## Begin SELECTED EXCERPT
Forensic Friday (#11)

Infamy, infamy, they’ve all got it infamy …

BH frankie howerd
Frankie Howerd in Up Pompeii (1971): “You’ve seen the ring she had on? Well, allegedly, that was given to her by her fiancé when she was eighteen, and he jilted her, and she hasn’t had it off since!”

Maybe it’s growing up in the 70s, but I enjoy an infantile dirty joke as much, if not more, than the next fellow.  They don’t always work in the plays, or perhaps audiences are now vastly more sophisticated: I can imagine that even the weakest ones would have had them rolling in the aisles at The Globe.

This week, I decided to work my favourite Shakespearean knob-gag … ooh err!
## End SELECTED EXCERPT
THE EXERCISE: Pick up the Forensic Friday piece on bawdy jokes in Shakespeare and carry it on from its last sentence.
## Begin DATA PROVIDED
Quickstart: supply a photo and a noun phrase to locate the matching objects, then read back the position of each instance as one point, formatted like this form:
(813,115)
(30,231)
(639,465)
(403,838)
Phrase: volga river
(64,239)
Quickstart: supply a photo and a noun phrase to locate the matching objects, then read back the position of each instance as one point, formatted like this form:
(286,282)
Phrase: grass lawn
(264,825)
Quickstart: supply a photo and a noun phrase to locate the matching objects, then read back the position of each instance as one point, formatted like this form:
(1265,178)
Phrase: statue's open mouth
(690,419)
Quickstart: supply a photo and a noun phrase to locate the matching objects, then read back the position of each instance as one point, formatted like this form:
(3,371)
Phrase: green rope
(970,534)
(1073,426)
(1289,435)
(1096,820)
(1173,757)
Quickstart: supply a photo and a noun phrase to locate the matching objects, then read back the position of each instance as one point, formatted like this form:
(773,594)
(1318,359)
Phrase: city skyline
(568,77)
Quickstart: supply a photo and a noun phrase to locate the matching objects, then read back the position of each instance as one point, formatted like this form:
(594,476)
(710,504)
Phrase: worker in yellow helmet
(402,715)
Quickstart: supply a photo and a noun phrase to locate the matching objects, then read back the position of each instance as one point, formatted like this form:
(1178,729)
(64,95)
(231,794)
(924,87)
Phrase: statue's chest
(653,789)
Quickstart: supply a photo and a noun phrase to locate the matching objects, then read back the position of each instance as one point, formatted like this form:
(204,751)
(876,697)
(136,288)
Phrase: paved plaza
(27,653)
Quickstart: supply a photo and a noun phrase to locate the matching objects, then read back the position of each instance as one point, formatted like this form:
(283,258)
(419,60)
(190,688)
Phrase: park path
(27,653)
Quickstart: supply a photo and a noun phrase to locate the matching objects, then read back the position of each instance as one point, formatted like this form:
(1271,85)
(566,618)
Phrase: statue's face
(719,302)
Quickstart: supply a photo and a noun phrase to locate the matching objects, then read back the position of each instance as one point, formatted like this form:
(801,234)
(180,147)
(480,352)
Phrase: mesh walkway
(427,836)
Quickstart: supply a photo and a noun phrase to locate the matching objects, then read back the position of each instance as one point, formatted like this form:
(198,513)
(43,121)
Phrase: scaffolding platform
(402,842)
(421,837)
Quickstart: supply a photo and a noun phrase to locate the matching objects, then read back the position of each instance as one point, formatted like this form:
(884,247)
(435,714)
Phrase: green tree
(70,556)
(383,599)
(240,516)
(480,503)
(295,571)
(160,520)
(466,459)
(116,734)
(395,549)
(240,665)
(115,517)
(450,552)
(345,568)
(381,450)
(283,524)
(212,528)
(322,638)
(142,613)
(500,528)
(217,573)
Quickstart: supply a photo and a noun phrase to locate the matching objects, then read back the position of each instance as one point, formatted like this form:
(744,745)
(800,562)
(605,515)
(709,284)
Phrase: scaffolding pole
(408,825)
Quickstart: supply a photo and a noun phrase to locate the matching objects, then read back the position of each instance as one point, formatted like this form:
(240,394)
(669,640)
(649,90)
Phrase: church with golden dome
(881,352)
## End DATA PROVIDED
RESULT:
Here’s the extract.  For those of you who don’t know what’s happening, right at the beginning of Julius Caesar the common labourers have downed tools and taken an unlicensed day off.  Whilst is the feast of Lupercal, traditionally associated with fertility, the citizens are much keener to see their great hero, Caesar.  Murellus and Flavius, two of Rome’s five tribunes, attempt to quell the sudden appearance of this celebrating mob in the city’s streets, but soon become flustered.

FF 11 JC I i.001

The ‘rules of the game’ are simple, and can be found here.  For the lazy, the quotation needs analysing to OCR A Level spec in 250 words.

Here goes …

HOW DOES SHAKESPEARE USE LANGUAGE FOR DRAMATIC EFFECT?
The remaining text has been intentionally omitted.